## WHAT YOU HAVE TO DO
Span requested from the data below: the line with "Target: store floor" through the line with "Need: a point for each instance of the serrated", both included. Give only these lines again, exactly, and leave every picture out.

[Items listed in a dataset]
########
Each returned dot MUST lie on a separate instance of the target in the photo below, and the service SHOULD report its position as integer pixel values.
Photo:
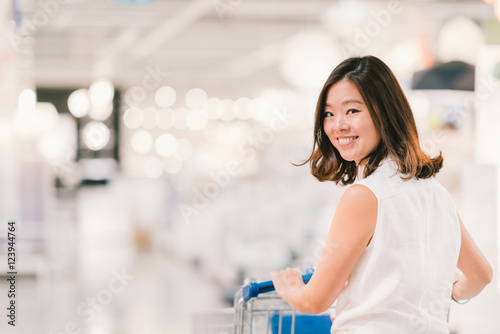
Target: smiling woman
(348, 123)
(397, 252)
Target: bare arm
(351, 230)
(476, 271)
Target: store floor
(93, 279)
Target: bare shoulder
(359, 194)
(357, 208)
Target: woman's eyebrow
(352, 101)
(345, 102)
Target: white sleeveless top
(402, 282)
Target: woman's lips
(345, 141)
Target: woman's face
(348, 123)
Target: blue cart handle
(253, 289)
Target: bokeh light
(101, 113)
(165, 118)
(153, 167)
(166, 145)
(184, 148)
(101, 93)
(195, 98)
(197, 119)
(79, 103)
(172, 165)
(133, 117)
(149, 121)
(96, 135)
(141, 142)
(165, 96)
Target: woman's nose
(340, 123)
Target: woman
(395, 241)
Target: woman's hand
(287, 281)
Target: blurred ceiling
(198, 42)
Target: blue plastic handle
(253, 289)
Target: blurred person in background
(396, 240)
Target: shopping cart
(258, 310)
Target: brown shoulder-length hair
(393, 119)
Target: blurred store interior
(147, 146)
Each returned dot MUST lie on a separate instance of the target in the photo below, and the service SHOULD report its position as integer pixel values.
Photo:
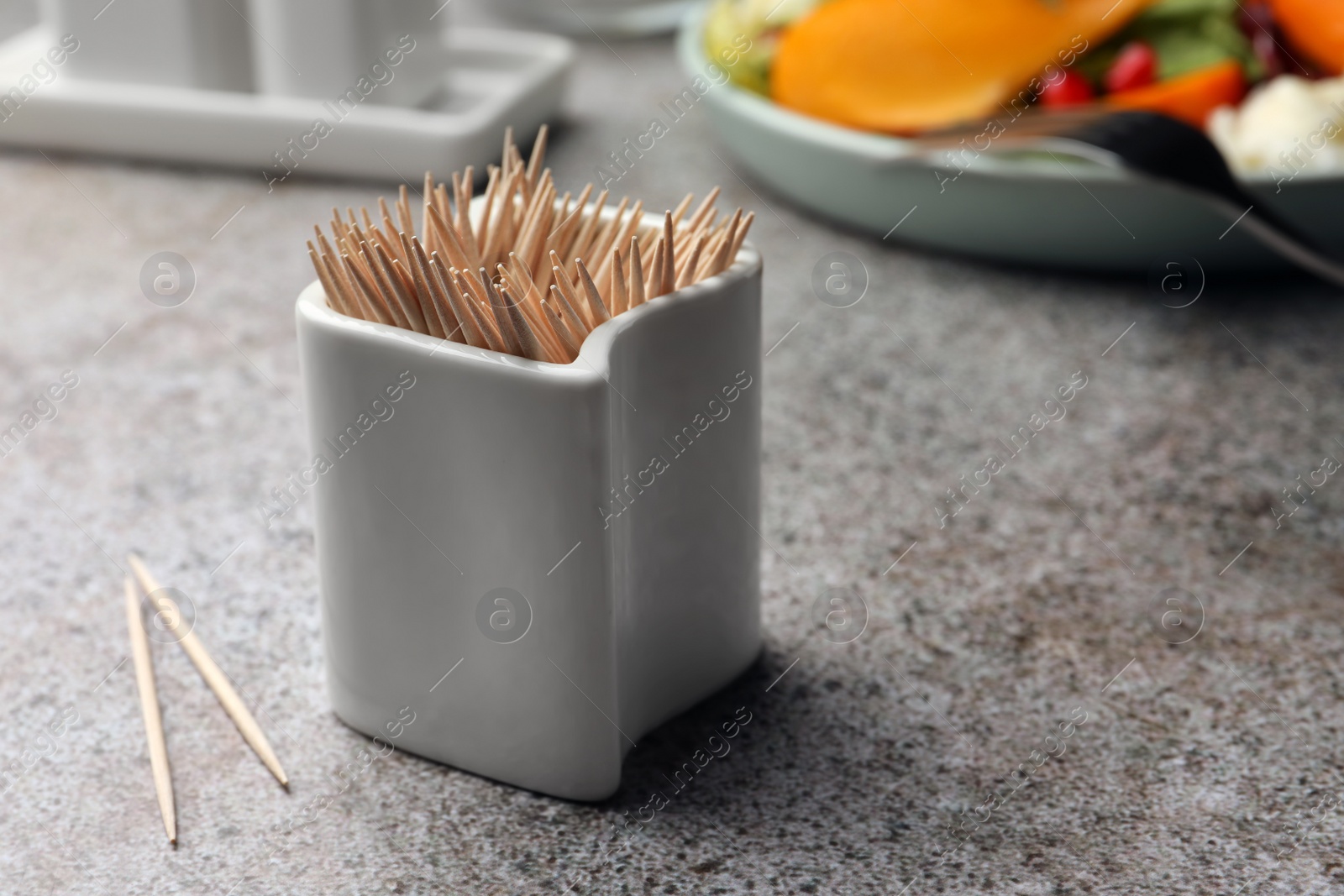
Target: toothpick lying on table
(499, 278)
(150, 711)
(208, 671)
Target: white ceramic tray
(491, 80)
(1018, 207)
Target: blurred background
(931, 282)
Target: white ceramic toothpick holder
(375, 89)
(542, 562)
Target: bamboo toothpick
(208, 671)
(150, 711)
(533, 302)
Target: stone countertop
(1203, 768)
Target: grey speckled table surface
(1203, 768)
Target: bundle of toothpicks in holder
(535, 421)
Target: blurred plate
(1018, 207)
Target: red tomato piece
(1136, 66)
(1070, 90)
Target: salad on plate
(1263, 76)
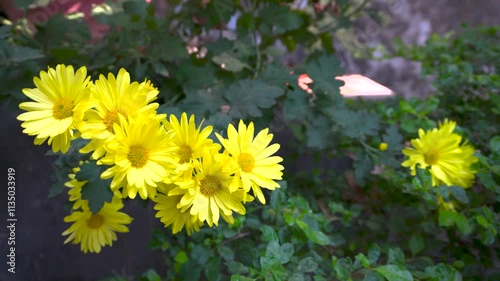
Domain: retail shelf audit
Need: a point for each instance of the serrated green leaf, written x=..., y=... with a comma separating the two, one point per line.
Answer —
x=21, y=53
x=63, y=53
x=238, y=277
x=395, y=255
x=230, y=62
x=323, y=70
x=394, y=273
x=416, y=244
x=212, y=269
x=443, y=272
x=226, y=253
x=96, y=190
x=150, y=275
x=202, y=102
x=200, y=254
x=22, y=3
x=362, y=166
x=459, y=194
x=373, y=253
x=181, y=257
x=308, y=265
x=393, y=139
x=278, y=19
x=318, y=133
x=361, y=258
x=236, y=267
x=168, y=48
x=356, y=124
x=268, y=233
x=248, y=97
x=272, y=257
x=495, y=144
x=482, y=221
x=195, y=78
x=135, y=7
x=449, y=218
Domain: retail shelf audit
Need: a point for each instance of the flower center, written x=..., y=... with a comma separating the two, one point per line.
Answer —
x=95, y=221
x=431, y=157
x=184, y=153
x=111, y=118
x=138, y=156
x=246, y=162
x=210, y=185
x=63, y=108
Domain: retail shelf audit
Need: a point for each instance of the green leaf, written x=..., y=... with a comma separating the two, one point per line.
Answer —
x=212, y=269
x=200, y=254
x=373, y=253
x=356, y=124
x=63, y=53
x=286, y=252
x=318, y=133
x=272, y=257
x=236, y=267
x=323, y=70
x=343, y=267
x=181, y=257
x=247, y=97
x=362, y=166
x=459, y=194
x=202, y=102
x=22, y=3
x=168, y=48
x=393, y=139
x=195, y=78
x=278, y=19
x=449, y=218
x=240, y=278
x=395, y=255
x=495, y=144
x=361, y=258
x=226, y=253
x=190, y=271
x=96, y=190
x=228, y=61
x=308, y=265
x=150, y=275
x=135, y=7
x=416, y=244
x=394, y=273
x=268, y=233
x=20, y=54
x=443, y=272
x=316, y=236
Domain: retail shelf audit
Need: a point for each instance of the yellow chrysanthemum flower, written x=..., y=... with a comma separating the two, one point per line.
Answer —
x=257, y=168
x=440, y=149
x=142, y=154
x=117, y=97
x=93, y=231
x=170, y=214
x=208, y=196
x=61, y=98
x=189, y=142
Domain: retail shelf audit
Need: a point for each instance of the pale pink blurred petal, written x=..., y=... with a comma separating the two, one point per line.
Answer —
x=303, y=80
x=359, y=85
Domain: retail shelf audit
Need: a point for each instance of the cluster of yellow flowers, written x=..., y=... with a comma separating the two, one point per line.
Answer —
x=449, y=159
x=170, y=161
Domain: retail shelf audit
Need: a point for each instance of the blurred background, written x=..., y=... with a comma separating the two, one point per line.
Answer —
x=40, y=252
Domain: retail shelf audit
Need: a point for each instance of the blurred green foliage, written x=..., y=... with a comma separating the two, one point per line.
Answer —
x=368, y=221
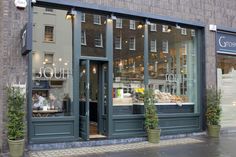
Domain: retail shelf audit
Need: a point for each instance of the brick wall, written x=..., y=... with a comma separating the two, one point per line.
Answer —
x=13, y=65
x=208, y=11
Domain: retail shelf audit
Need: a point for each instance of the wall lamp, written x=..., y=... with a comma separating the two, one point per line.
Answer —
x=70, y=14
x=140, y=25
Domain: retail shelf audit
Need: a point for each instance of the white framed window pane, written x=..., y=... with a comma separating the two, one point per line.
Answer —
x=48, y=58
x=83, y=37
x=48, y=33
x=132, y=43
x=132, y=24
x=166, y=28
x=153, y=46
x=83, y=17
x=118, y=42
x=98, y=40
x=97, y=19
x=153, y=27
x=49, y=10
x=118, y=23
x=165, y=46
x=183, y=31
x=193, y=33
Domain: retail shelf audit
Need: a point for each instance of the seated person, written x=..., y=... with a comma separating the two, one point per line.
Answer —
x=39, y=101
x=55, y=104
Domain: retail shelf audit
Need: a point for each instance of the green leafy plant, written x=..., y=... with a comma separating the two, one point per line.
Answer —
x=151, y=118
x=15, y=113
x=213, y=112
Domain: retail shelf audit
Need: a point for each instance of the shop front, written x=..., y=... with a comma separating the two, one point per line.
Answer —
x=89, y=68
x=226, y=76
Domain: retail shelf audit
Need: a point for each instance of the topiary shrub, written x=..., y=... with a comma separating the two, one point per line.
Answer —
x=15, y=114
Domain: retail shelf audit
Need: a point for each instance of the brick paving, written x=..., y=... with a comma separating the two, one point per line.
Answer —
x=111, y=148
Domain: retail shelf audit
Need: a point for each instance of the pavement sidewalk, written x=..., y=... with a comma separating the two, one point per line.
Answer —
x=195, y=146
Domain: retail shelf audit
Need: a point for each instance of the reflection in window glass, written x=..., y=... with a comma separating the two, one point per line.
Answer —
x=97, y=19
x=226, y=82
x=52, y=66
x=128, y=68
x=173, y=67
x=132, y=24
x=118, y=42
x=48, y=33
x=98, y=40
x=119, y=22
x=82, y=17
x=132, y=43
x=153, y=46
x=83, y=37
x=153, y=27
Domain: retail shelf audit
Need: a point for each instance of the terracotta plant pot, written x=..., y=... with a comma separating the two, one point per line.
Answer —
x=16, y=147
x=213, y=130
x=154, y=135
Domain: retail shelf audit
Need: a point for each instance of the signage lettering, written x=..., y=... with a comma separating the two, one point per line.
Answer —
x=21, y=4
x=226, y=43
x=49, y=73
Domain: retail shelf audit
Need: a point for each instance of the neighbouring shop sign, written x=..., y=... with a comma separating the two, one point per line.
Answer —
x=26, y=39
x=225, y=43
x=21, y=4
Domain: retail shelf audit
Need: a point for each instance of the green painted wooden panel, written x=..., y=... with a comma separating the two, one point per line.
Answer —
x=83, y=126
x=53, y=129
x=133, y=125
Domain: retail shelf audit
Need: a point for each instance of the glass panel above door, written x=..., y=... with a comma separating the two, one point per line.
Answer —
x=93, y=33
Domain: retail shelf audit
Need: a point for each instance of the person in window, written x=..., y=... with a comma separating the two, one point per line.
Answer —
x=39, y=101
x=55, y=104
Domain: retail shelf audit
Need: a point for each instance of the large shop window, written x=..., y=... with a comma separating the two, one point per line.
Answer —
x=172, y=68
x=95, y=28
x=128, y=66
x=52, y=64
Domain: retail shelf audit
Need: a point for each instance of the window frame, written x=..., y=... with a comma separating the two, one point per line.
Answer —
x=120, y=43
x=120, y=23
x=153, y=29
x=83, y=33
x=132, y=24
x=97, y=17
x=134, y=44
x=155, y=45
x=101, y=41
x=83, y=17
x=53, y=34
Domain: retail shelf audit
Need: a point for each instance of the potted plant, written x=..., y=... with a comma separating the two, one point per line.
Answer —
x=151, y=118
x=15, y=125
x=213, y=112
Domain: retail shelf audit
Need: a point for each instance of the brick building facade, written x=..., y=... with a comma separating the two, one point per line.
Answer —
x=14, y=65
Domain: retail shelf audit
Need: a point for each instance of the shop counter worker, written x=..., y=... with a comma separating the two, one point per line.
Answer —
########
## RESPONSE
Target: store floor
(93, 279)
Target: bare shoulder
(359, 194)
(357, 208)
Target: woman's eyebrow
(352, 101)
(345, 102)
Target: white sleeveless top
(402, 282)
Target: woman's lips
(345, 141)
Target: woman's face
(348, 123)
Target: blue cart handle
(253, 289)
Target: bokeh light
(101, 113)
(165, 118)
(153, 167)
(166, 145)
(184, 148)
(101, 93)
(195, 98)
(197, 119)
(79, 103)
(172, 165)
(133, 117)
(149, 121)
(96, 135)
(141, 142)
(165, 96)
Target: woman's nose
(340, 123)
Target: woman
(395, 241)
Target: woman's hand
(287, 281)
Target: blurred ceiling
(198, 42)
Target: blue plastic handle
(253, 289)
Target: blurred person in background
(396, 240)
Target: shopping cart
(258, 310)
Target: brown shoulder-length hair
(393, 119)
Target: blurred store interior
(147, 146)
Each returned dot MUST lie on a separate instance of the target in the photo below, and the service SHOULD report its position as integer pixel values.
Photo:
Target: toothpick lying on table
(499, 278)
(150, 711)
(208, 671)
Target: white ceramic tray
(491, 80)
(1018, 207)
Target: blurred background
(931, 282)
Target: white ceramic toothpick holder
(375, 89)
(542, 562)
Target: bamboo toothpick
(208, 671)
(150, 711)
(533, 302)
Target: stone countertop
(1203, 768)
Target: grey speckled table surface
(1203, 768)
Target: bundle of toothpicks in holder
(535, 421)
Target: blurred plate
(1018, 207)
Target: red tomato piece
(1136, 66)
(1070, 90)
Target: salad on plate
(1263, 76)
Domain: retail shelf audit
Need: a point for each instance of the serrated green leaf, written x=..., y=... with a comma separating the two, one point per line.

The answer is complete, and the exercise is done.